Coordinate labeling data:

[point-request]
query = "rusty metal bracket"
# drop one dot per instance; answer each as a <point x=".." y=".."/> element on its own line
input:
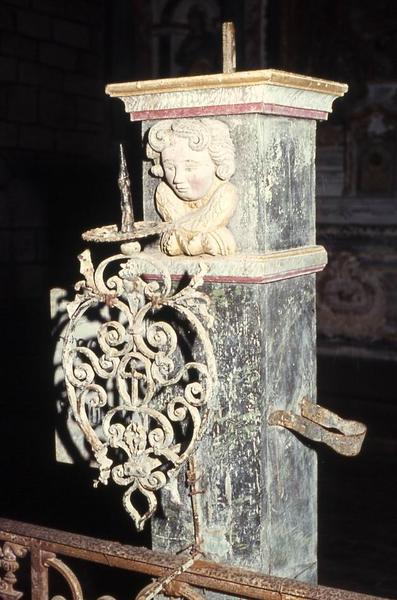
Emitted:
<point x="321" y="425"/>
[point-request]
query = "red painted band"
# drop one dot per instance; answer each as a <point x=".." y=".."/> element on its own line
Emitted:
<point x="229" y="109"/>
<point x="246" y="280"/>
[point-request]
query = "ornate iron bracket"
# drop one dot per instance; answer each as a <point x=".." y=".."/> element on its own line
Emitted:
<point x="321" y="425"/>
<point x="135" y="368"/>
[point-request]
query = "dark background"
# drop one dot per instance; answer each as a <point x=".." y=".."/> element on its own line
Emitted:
<point x="59" y="135"/>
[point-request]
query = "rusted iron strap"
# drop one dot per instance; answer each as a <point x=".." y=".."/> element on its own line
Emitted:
<point x="205" y="574"/>
<point x="321" y="425"/>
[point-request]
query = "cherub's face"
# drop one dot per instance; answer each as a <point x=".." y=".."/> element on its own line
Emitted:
<point x="188" y="172"/>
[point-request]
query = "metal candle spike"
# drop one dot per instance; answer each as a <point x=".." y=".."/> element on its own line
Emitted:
<point x="127" y="213"/>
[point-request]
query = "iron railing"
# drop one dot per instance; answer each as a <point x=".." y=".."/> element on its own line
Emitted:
<point x="178" y="576"/>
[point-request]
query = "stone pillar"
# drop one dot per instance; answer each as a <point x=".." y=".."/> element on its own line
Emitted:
<point x="259" y="504"/>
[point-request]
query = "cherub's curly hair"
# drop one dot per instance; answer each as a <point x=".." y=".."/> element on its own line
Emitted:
<point x="200" y="133"/>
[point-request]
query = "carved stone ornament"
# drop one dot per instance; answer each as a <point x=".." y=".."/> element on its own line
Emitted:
<point x="195" y="158"/>
<point x="149" y="368"/>
<point x="351" y="300"/>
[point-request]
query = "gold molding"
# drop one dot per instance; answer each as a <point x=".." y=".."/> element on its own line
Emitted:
<point x="226" y="80"/>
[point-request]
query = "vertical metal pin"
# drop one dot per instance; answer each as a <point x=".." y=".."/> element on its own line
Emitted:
<point x="127" y="213"/>
<point x="229" y="47"/>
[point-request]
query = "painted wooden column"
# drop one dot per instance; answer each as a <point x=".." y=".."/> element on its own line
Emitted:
<point x="259" y="503"/>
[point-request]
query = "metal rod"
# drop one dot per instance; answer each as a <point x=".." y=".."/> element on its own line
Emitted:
<point x="229" y="47"/>
<point x="203" y="573"/>
<point x="127" y="213"/>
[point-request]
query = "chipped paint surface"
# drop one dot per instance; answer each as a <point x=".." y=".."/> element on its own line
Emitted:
<point x="259" y="508"/>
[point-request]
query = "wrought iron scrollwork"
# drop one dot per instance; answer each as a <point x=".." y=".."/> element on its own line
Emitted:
<point x="153" y="399"/>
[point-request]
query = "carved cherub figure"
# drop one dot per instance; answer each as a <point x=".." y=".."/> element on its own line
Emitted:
<point x="195" y="158"/>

WRITTEN REQUEST
Show each line from the items above that contains the word "painted", copied in full. Match case exactly.

WRITTEN ANSWER
query = "red painted band"
query = "painted wooden column"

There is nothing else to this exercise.